Given problem A
Reproduce word for word the part of the records that opens with the line containing "Corridor-survey task: point out each instance of the small" and closes at the end of the records.
+ + +
Barbara Hoyt (December 27, 1951 – December 3, 2017) was a member of the "Manson Family", led by Charles Manson.

Hoyt was a witness in District Attorney Vincent Bugliosi's prosecution of Manson and his followers for the Tate-LaBianca murders, one of the highest-profile murder trials in history.

Life 
Hoyt lived with the Manson Family at Spahn Ranch.

In 1971, five Manson followers — Catherine Share, Lynette Fromme, Dennis Rice, Steve Grogan and Ruth Ann Moorehouse — were charged with attempted murder after they plotted to murder Hoyt to prevent her testifying for the prosecution during the Tate/LaBianca murder trial.

Moorehouse was to lure Hoyt to Honolulu, Hawaii, so that she would be unable to testify. Once in Hawaii, if Hoyt could not be convinced not to testify, Moorehouse was to kill her. On September 9, 1970, as Moorehouse was preparing to board her flight back to California, it was alleged that Moorehouse bought Hoyt a hamburger and laced it with a multi-dose of LSD, then left her and flew back to California. Hoyt survived the attempt on her life.
+ + +
Given problem B
Answer these questions from the text on Barbara Hoyt:
(i) Where did Hoyt live with the Manson Family?
(ii) To what city was Moorehouse supposed to lure Hoyt?
(iii) On what date was Moorehouse preparing to board her flight back to California?
+ + +
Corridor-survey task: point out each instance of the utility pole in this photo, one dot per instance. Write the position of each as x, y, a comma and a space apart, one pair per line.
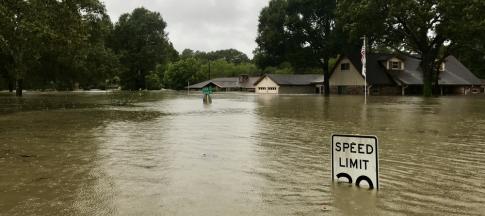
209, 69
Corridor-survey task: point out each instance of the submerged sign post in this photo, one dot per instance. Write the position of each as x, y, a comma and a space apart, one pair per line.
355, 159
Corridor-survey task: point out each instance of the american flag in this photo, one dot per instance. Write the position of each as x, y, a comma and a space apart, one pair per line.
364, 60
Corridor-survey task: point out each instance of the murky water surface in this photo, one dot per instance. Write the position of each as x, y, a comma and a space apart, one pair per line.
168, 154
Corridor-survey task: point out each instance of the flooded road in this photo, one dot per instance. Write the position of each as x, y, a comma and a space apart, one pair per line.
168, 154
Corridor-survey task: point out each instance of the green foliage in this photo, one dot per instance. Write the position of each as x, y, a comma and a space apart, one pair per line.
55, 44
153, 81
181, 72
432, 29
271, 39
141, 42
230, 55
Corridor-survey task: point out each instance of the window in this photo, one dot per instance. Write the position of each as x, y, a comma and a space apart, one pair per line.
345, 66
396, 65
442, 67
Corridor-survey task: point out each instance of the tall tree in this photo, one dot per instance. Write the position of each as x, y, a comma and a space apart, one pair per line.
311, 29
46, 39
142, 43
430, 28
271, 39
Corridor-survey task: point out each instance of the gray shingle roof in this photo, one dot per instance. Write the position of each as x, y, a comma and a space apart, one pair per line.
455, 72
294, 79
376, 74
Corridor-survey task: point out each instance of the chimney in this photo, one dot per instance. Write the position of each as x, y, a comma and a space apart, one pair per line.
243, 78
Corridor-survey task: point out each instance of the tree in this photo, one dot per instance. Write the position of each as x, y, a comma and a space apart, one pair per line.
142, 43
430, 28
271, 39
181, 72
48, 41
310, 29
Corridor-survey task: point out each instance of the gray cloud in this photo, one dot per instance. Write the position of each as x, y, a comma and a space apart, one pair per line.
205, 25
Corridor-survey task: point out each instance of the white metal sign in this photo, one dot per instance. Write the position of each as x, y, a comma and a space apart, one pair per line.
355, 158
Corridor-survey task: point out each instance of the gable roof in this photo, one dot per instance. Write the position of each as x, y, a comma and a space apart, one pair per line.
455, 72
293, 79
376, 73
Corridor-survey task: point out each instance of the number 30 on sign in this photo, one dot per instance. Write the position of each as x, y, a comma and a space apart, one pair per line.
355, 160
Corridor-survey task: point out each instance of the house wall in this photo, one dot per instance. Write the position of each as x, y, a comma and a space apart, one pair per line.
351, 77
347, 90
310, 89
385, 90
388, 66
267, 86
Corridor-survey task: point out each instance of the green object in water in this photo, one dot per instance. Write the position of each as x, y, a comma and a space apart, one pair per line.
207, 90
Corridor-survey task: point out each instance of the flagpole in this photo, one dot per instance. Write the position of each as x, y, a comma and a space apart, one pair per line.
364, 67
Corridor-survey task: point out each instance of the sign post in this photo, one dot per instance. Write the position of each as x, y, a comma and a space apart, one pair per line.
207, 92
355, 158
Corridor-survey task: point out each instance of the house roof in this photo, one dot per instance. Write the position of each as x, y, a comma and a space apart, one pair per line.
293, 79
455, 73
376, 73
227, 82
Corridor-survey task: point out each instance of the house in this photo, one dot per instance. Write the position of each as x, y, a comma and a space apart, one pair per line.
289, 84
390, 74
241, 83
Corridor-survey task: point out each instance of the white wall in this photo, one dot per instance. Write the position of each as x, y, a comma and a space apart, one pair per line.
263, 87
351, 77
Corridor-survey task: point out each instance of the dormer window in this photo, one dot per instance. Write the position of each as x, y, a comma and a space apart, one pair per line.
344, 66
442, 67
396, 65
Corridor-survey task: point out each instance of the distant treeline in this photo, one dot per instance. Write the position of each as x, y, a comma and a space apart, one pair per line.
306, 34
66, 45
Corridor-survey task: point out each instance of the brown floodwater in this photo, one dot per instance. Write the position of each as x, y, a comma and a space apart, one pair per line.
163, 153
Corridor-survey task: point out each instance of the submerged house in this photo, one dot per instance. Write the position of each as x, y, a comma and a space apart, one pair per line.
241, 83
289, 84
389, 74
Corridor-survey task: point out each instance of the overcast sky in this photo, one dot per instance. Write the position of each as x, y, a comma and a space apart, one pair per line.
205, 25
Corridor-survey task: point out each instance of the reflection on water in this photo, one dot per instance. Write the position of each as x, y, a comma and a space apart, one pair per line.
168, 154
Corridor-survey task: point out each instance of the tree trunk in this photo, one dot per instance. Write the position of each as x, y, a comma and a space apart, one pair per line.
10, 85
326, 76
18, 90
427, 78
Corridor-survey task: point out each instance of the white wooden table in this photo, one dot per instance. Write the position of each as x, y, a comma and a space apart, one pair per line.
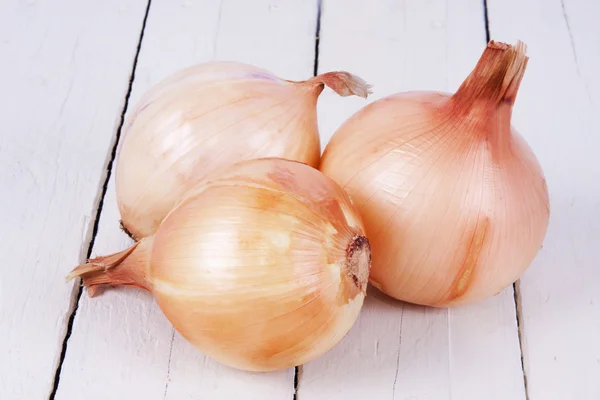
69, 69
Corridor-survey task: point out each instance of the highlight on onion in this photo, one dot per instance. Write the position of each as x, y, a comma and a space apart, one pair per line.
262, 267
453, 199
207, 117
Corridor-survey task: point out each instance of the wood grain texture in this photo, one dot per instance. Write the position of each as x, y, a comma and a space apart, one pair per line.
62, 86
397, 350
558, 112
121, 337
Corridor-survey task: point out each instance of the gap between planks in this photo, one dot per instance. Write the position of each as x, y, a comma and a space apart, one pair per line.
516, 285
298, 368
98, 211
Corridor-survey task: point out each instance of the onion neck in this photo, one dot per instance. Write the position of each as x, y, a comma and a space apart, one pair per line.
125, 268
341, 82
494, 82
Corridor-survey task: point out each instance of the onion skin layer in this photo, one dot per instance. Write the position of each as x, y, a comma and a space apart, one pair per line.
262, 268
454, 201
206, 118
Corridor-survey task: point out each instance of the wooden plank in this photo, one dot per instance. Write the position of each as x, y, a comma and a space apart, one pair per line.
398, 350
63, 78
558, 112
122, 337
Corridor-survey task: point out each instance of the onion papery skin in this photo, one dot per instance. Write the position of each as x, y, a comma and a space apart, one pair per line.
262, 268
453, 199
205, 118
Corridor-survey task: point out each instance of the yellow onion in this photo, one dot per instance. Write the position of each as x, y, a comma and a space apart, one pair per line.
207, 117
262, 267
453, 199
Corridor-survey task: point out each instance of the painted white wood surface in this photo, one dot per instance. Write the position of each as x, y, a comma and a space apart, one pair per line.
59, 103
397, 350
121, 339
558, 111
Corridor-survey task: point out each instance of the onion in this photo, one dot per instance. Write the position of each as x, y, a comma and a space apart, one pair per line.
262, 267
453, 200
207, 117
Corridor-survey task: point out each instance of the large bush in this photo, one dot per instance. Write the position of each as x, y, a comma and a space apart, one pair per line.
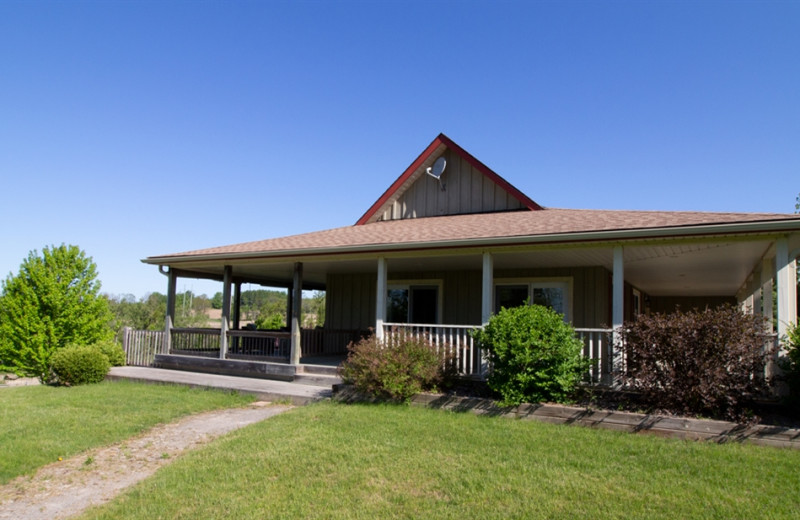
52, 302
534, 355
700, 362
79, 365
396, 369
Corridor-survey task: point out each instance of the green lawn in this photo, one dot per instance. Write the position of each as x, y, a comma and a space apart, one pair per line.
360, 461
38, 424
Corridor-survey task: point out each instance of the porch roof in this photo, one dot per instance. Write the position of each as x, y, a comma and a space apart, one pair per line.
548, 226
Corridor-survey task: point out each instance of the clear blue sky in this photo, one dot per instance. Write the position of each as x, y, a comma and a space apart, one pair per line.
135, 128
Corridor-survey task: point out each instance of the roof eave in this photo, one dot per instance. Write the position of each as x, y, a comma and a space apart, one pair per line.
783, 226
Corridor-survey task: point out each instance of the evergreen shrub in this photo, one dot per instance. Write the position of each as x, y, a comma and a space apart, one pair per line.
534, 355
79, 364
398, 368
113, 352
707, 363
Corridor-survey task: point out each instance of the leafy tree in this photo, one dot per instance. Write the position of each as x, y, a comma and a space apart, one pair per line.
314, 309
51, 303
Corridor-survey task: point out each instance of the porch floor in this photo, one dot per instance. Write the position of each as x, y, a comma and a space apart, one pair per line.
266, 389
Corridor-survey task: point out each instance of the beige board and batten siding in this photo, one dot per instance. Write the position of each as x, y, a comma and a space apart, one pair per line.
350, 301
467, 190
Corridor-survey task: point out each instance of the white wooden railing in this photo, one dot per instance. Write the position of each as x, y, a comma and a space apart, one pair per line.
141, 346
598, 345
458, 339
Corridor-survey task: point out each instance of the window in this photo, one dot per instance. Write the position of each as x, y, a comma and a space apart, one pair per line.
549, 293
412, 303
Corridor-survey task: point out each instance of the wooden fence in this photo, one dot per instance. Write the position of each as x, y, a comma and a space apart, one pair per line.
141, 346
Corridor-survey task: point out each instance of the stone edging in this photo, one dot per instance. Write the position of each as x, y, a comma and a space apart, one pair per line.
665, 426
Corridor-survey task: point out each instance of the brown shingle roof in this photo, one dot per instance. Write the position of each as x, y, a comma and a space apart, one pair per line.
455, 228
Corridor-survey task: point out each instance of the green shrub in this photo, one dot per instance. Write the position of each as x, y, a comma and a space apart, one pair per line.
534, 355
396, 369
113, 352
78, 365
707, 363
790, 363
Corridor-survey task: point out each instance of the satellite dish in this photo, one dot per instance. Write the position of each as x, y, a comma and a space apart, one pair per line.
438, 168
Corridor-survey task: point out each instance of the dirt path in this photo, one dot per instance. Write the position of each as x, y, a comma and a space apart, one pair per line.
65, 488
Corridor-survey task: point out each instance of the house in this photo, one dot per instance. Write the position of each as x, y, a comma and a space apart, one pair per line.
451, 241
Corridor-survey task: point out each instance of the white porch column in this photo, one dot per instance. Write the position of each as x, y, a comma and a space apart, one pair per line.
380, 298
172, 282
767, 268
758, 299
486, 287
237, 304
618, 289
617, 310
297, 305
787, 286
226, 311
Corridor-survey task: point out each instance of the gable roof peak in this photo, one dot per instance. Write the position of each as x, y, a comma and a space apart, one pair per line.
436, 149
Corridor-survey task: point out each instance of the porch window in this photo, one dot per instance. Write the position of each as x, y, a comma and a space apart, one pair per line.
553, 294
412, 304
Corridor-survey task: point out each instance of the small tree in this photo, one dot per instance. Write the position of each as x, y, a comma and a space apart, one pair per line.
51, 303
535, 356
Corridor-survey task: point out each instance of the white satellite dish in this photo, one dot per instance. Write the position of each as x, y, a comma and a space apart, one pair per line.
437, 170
+ + +
Correct output A
Corridor-survey task: point out each instance of the small tree in this photo, one dot per instance. Write the position of each as x, y, a comma and a space apart, one pair per line.
51, 303
535, 356
Corridor-survey task: point out each instance of the white satellite dish in this photo, one dot per instance. Write the position of each as x, y, a comma and a space apart, one pair per line.
437, 170

Correct output B
(i) Spahn Ranch
(ii) Honolulu, Hawaii
(iii) September 9, 1970